Extract to read →
========

The next two pitches leading to Camp 5 went by smoothly, although not before I dropped a .75 cam 2000 feet to the base when it became inadvertently unclipped from another carabiner while I desperately clung onto the Pancake Flake. Free climbing anything in the 5.10 range was now a chore maybe because of the exhaustion from two days of climbing and hauling. The amount of extra gear: hauler, jumars, aiders, extra sets of cams, did not help me ascending the vertical to overhanging pitches to come either.
Arriving at Camp 5, we found the leading team gunning for Camp 6 two pitches up, albeit slowly. We again contemplated and negotiated ways that we can pass them the next day, but our request was denied as they said they would fix Changing Corners, start early the next day and be out of our way. With about 6 pitches left to the summit, we decided to have a late start and take it easy the next day instead. Settling onto our bivy ledge, we detected a pungent smell of fecal matter, and there were some dark stains higher up around the crack. (The stains, as we found out later, were not from some bowel explosion, but from a climber falling 30 feet and cracking his head open a week ago.) While snacking on salami, Scotty managed to take a big chunk of flesh out of his finger, putting an end to Free Climbing Yosemite 2008. We employed the climber’s first aid kit, i.e. a roll of tape, to wrap up the wound. After dinner (chili for me, curry for Scotty), we settled into our sleeping bags while the other team climbed well into the night fixing Changing Corners.
The wind picked up overnight and dropped the temperature by at least 10 degrees. I woke up at 6am to the sound of leading team hauling their bag up Changing Corners but after sensing the cold air, I promptly tucked my head back into my mummy bag and slept another 2 hours for a post-modern interpretation of the alpine start. Getting our shit together (literally), we started climbing at around 9, carefully avoiding the brown stains on the rock, wondering how bad the diarrhea must have been. Aiding onward and jugging upward with one parka between the two of us, we arrived at the base of the infamous Changing Corners shivering, thanks to the cold temperatures and high winds. While pulling out the topo to scope out the next pitch, the wind picked it up and carried it to the summit, where it will be mostly appreciated. I reluctantly racked up and passed the parka to Scotty before my attempt of imitating Tommy Caldwell on this 5.14c pitch. After butchering the 5.9 hand crack, I traversed into the seam to the right of the big arête and aided my way up on bomber brassies. With the wind howling and my body temperature plummeting, I wanted the climb to be over there and now.
Luckily, the next few pitches were French-freed quickly and we were finally able turn the corner of the nose into the sunny side. Jugging up the last pitch on a free hanging rope turned out to be a challenging, if not freaky experience, but the anticipation of the summit overwhelmed the ideas of jumars unclipping and sending me into the abyss.
After 3 days, 31 pitches and 3000 feet of climbing, we finally arrived at the summit tree. Finally, after many years of waiting, I’ve climbed the Nose.

========

Stated exercise → Print the stretch of the climbing account that begins at the words "After 3 days, 31" and ends after "climbed the Nose.". The listing that comes after this has no role here.

Information given →

========

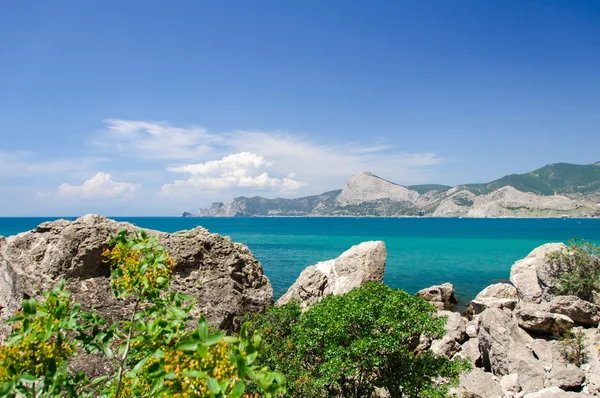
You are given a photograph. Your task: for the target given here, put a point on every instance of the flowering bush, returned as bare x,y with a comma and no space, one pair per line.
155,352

========

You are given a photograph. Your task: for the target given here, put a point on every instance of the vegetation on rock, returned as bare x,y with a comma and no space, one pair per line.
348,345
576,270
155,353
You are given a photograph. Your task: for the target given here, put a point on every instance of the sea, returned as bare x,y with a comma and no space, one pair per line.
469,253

========

Solution to this exercise →
After 3 days, 31 pitches and 3000 feet of climbing, we finally arrived at the summit tree. Finally, after many years of waiting, I’ve climbed the Nose.